Exercise: Please report how many lines of the records below contain the string "instance", treating uppercase and lowercase as different. Give only the number.

Outline labeling records
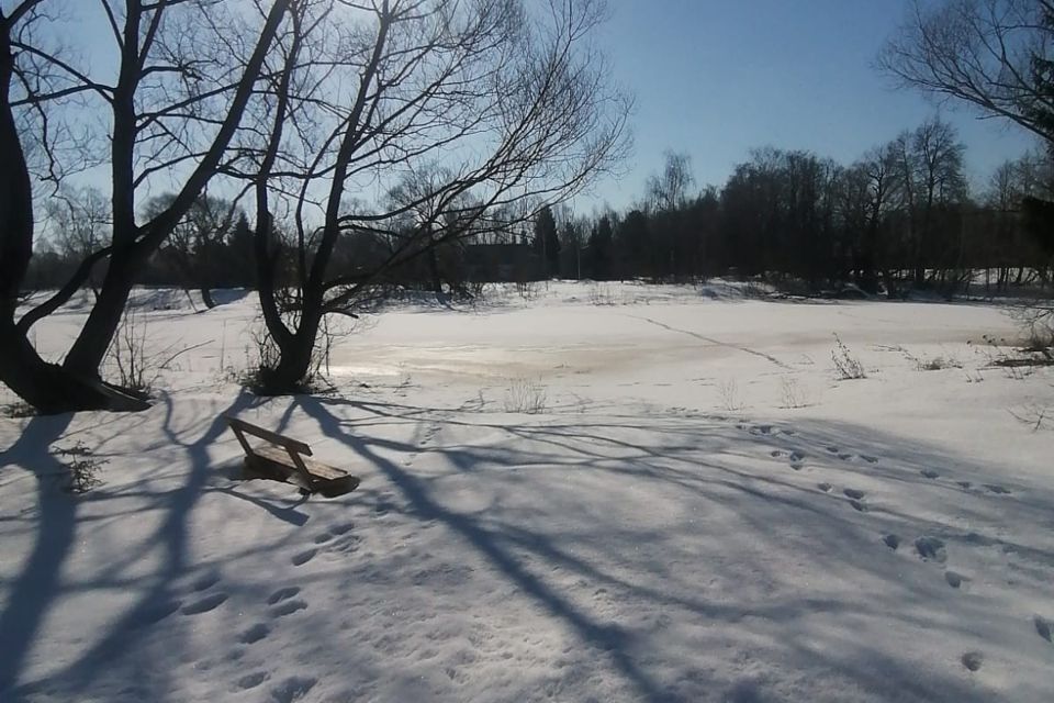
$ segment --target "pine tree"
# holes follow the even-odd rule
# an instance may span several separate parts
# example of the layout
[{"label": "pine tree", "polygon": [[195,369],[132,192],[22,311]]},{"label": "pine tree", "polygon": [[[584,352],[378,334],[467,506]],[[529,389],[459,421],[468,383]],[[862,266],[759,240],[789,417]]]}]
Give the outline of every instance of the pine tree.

==

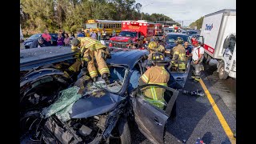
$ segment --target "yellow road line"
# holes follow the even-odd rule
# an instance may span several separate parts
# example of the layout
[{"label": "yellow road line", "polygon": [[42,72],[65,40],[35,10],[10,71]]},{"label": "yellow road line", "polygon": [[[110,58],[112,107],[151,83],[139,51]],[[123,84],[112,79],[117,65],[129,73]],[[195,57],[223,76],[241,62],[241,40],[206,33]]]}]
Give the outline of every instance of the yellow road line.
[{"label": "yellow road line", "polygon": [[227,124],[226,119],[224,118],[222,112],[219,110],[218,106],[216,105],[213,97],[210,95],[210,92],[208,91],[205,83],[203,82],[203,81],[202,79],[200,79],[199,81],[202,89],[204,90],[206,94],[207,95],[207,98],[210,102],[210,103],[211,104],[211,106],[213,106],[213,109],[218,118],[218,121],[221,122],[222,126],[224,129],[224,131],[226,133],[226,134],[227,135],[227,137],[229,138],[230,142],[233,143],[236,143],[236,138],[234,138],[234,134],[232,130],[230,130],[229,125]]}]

Finished exercise: 4